Directive: Return every line in the records below that contains the string "twig".

Raw records:
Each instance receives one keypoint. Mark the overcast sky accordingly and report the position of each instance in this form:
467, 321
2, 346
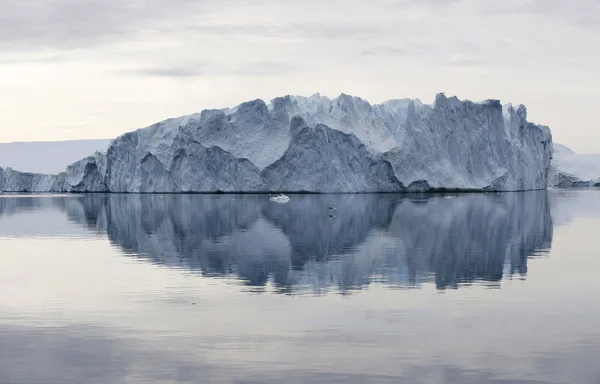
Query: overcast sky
72, 69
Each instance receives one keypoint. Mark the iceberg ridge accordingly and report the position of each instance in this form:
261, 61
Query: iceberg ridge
321, 145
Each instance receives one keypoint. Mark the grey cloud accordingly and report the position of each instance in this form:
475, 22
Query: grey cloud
174, 72
399, 50
69, 24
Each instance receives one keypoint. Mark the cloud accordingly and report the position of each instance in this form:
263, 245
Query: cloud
400, 50
71, 24
213, 69
581, 13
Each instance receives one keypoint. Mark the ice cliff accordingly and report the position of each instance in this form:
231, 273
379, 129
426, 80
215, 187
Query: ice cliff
570, 169
317, 144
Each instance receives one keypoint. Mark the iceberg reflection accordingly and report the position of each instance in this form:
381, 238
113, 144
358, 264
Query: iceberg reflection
395, 240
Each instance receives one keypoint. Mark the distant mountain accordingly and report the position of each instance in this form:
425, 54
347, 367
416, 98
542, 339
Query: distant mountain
315, 144
570, 169
50, 157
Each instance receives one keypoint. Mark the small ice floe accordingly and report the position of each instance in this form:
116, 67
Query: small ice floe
331, 211
281, 199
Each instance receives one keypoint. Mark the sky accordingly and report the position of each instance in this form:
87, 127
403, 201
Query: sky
82, 69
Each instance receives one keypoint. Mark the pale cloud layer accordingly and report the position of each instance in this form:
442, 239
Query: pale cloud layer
73, 69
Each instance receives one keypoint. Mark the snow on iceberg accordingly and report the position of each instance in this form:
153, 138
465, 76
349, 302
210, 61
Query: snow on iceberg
318, 144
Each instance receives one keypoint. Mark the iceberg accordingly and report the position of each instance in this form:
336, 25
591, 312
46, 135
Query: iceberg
570, 169
315, 144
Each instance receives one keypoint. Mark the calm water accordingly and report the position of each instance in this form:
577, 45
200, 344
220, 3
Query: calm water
495, 288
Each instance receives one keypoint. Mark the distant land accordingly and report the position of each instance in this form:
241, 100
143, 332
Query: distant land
49, 157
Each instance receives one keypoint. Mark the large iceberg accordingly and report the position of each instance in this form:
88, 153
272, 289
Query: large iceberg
318, 144
570, 169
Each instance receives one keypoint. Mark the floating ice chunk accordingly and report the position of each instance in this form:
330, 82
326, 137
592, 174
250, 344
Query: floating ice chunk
281, 199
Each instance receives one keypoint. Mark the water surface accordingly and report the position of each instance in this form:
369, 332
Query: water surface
471, 288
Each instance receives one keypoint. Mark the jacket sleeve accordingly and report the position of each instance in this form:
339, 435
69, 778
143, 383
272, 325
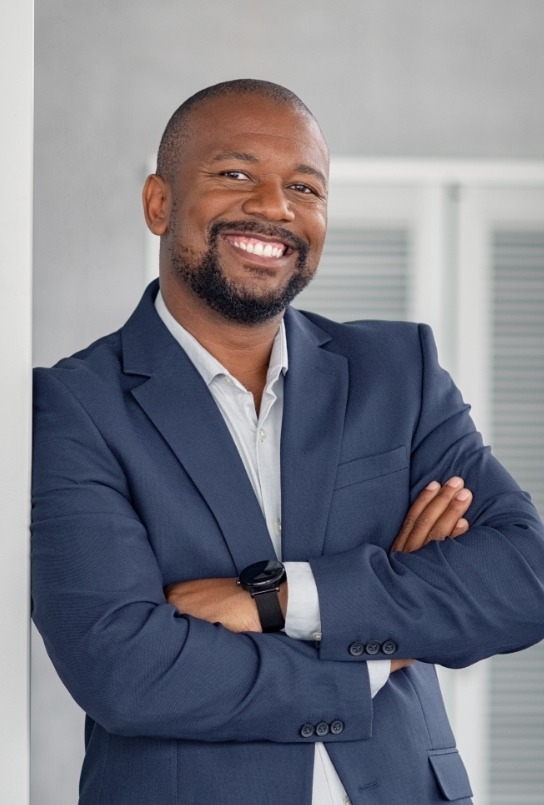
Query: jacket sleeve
452, 602
126, 656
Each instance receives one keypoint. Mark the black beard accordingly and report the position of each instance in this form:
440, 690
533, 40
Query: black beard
207, 280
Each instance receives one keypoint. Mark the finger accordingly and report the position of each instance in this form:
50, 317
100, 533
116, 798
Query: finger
424, 513
415, 510
396, 665
429, 522
448, 521
461, 528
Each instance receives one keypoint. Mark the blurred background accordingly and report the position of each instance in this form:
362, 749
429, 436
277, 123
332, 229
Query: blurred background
434, 113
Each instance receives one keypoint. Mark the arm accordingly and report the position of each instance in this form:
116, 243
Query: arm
454, 601
435, 514
128, 658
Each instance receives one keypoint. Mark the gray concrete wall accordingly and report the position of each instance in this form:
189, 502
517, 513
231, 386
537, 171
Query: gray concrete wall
385, 77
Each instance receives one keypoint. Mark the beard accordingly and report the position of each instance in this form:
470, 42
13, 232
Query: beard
232, 300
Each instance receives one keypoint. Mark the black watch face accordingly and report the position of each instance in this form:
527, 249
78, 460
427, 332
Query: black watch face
262, 574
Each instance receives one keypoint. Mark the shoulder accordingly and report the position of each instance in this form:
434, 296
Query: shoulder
98, 362
369, 334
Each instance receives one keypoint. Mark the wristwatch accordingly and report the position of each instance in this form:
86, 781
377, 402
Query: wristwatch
262, 580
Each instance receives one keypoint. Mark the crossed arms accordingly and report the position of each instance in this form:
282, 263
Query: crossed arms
438, 512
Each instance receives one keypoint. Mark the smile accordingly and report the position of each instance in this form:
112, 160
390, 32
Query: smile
258, 247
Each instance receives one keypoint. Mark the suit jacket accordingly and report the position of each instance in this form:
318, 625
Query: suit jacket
137, 484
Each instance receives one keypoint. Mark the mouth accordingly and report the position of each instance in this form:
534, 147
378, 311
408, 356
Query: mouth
259, 246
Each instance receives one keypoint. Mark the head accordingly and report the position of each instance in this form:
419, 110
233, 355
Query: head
239, 200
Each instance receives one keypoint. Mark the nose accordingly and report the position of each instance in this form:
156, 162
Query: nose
268, 200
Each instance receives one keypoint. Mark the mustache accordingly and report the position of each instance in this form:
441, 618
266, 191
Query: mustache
258, 228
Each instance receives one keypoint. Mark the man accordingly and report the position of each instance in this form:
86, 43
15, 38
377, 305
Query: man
219, 431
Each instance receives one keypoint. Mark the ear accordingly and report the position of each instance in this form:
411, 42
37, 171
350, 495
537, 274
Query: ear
156, 201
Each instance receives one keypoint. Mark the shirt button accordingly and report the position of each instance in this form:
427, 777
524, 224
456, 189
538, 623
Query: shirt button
337, 727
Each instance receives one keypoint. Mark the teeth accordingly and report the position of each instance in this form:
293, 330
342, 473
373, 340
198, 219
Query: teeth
260, 249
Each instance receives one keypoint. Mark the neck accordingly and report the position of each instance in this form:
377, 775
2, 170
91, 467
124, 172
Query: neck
243, 349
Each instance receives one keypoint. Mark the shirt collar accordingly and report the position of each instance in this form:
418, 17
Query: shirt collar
208, 366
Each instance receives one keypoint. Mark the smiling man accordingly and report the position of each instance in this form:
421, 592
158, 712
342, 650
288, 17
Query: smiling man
240, 512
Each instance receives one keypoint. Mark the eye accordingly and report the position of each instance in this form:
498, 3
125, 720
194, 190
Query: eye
237, 175
302, 188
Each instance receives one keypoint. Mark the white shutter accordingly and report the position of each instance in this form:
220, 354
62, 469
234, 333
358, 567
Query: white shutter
516, 713
364, 273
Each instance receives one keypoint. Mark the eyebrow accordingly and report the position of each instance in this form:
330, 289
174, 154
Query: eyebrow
235, 155
245, 157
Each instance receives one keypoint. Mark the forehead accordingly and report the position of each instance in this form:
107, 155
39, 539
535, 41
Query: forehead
261, 126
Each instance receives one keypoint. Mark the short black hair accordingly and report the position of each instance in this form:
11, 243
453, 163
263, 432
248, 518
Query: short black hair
177, 128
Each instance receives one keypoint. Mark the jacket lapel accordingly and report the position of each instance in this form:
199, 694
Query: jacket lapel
315, 398
178, 403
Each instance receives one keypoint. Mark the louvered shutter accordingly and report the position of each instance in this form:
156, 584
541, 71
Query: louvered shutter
364, 273
516, 711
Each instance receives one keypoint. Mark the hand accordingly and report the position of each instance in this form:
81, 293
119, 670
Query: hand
436, 513
217, 601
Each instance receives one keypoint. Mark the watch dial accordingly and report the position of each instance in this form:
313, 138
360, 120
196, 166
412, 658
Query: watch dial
262, 574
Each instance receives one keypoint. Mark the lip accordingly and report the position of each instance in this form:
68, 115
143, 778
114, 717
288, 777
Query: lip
257, 259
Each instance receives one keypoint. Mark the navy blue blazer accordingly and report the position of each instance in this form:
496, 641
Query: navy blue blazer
138, 484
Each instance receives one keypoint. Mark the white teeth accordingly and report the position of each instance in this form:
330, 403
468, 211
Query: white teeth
260, 249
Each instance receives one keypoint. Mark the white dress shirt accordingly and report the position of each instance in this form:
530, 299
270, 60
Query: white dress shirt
258, 441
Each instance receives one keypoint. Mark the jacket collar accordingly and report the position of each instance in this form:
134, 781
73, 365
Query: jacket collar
178, 403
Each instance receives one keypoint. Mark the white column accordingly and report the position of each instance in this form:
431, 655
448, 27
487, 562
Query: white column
16, 102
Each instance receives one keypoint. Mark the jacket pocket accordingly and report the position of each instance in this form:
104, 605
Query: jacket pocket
450, 774
368, 467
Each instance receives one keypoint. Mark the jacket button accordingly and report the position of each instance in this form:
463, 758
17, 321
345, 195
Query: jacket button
337, 727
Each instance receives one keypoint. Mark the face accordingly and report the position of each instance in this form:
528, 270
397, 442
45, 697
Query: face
248, 207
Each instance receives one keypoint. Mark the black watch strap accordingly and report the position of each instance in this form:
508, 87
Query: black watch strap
269, 609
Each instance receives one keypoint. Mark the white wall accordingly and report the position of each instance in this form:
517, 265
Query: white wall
16, 61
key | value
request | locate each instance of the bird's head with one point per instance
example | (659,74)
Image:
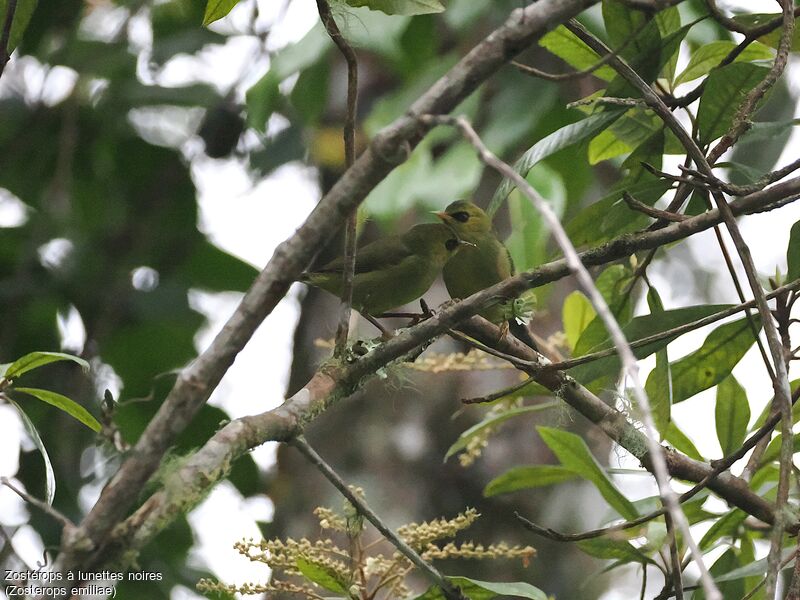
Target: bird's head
(466,219)
(434,240)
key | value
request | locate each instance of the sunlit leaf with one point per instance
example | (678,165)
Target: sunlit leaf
(522,478)
(61,402)
(50,476)
(34,360)
(574,454)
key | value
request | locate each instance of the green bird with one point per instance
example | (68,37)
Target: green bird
(392,271)
(485,262)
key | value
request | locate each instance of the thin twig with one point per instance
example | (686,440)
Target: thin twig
(741,120)
(675,561)
(429,570)
(5,55)
(651,211)
(498,394)
(349,134)
(656,452)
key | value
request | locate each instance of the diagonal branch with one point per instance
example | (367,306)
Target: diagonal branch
(389,148)
(349,134)
(450,592)
(629,363)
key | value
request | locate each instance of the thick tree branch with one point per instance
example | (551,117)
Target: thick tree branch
(391,146)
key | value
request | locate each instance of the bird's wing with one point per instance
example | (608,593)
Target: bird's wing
(380,254)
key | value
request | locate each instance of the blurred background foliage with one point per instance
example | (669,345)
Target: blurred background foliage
(99,139)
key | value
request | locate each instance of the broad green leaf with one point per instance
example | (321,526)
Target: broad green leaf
(50,476)
(678,440)
(494,421)
(708,56)
(710,364)
(612,549)
(574,454)
(610,216)
(572,50)
(793,254)
(624,135)
(522,478)
(216,9)
(22,17)
(724,92)
(639,328)
(613,284)
(576,314)
(400,7)
(725,526)
(60,401)
(659,382)
(558,140)
(322,575)
(731,414)
(724,564)
(34,360)
(486,590)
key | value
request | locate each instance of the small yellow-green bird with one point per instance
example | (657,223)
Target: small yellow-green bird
(392,271)
(485,262)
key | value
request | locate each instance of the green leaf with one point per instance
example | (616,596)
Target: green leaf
(572,50)
(639,328)
(322,575)
(216,9)
(793,254)
(558,140)
(34,360)
(494,421)
(708,56)
(758,567)
(486,590)
(613,284)
(724,92)
(624,135)
(611,549)
(61,402)
(22,17)
(725,526)
(400,7)
(529,235)
(50,476)
(732,414)
(522,478)
(574,454)
(772,39)
(706,367)
(576,314)
(659,382)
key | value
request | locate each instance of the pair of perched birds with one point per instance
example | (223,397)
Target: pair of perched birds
(398,269)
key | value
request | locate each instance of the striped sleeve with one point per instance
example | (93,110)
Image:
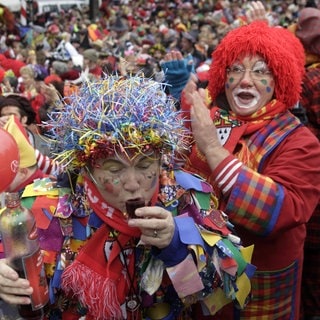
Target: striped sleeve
(226,173)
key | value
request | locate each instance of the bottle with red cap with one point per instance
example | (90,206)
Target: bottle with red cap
(22,250)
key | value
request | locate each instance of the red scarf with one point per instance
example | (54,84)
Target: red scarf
(102,284)
(238,128)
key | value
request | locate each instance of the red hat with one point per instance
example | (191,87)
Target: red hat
(308,29)
(273,44)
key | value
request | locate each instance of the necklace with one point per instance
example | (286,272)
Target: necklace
(133,301)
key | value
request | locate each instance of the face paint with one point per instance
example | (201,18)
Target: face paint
(249,85)
(120,179)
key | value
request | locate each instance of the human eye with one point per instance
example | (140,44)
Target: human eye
(113,167)
(144,164)
(261,69)
(236,69)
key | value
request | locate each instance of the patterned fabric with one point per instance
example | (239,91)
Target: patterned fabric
(310,100)
(266,292)
(265,199)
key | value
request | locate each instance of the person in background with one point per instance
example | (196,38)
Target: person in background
(19,106)
(262,162)
(307,30)
(175,256)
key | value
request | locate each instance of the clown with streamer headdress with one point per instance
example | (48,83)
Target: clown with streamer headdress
(147,240)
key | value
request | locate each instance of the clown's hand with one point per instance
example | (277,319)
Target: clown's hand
(13,290)
(177,71)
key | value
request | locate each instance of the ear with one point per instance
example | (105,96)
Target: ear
(24,173)
(24,120)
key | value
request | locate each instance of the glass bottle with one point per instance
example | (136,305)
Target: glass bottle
(21,248)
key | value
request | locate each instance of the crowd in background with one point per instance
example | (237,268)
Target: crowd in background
(63,48)
(52,56)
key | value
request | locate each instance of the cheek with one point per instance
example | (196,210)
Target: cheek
(268,85)
(110,185)
(151,179)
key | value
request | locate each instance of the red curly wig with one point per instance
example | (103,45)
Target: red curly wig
(281,50)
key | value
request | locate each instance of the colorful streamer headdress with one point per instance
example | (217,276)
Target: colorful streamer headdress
(117,114)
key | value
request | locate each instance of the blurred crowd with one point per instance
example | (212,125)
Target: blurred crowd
(61,49)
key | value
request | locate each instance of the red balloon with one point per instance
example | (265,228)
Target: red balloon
(9,159)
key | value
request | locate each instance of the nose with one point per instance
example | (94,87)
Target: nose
(246,80)
(131,180)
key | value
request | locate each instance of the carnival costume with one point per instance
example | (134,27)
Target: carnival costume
(114,276)
(269,185)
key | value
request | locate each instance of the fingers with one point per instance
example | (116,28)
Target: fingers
(13,290)
(157,226)
(173,55)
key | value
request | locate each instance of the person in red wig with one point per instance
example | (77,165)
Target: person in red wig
(262,162)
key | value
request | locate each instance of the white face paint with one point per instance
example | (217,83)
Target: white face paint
(245,99)
(249,86)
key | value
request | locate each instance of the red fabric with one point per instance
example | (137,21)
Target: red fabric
(101,276)
(11,64)
(293,165)
(96,71)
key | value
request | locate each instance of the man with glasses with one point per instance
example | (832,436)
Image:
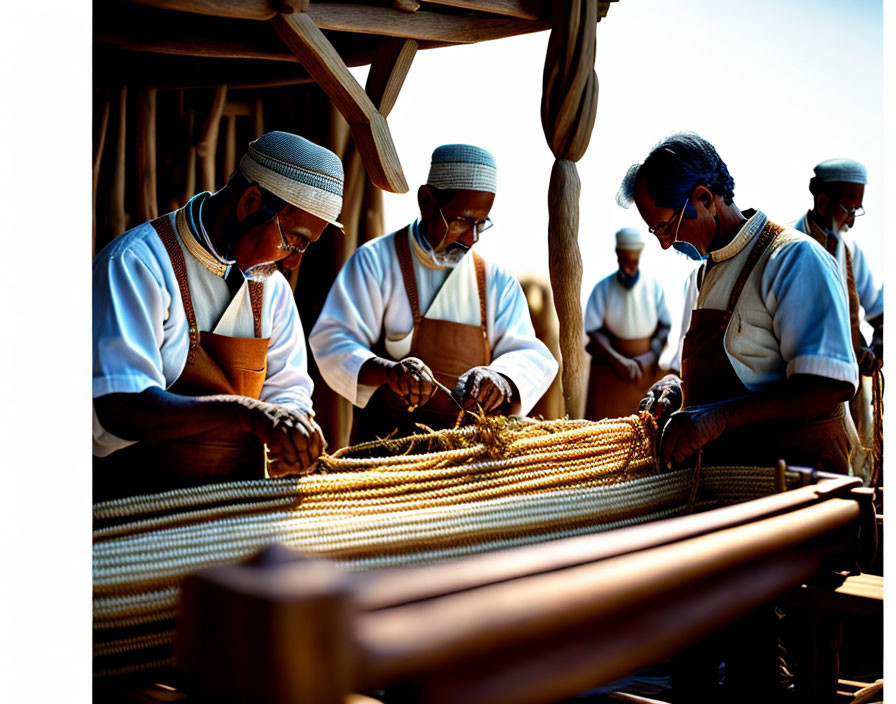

Response:
request | locate each instance of the thin twig with one point per instance
Target: thin twig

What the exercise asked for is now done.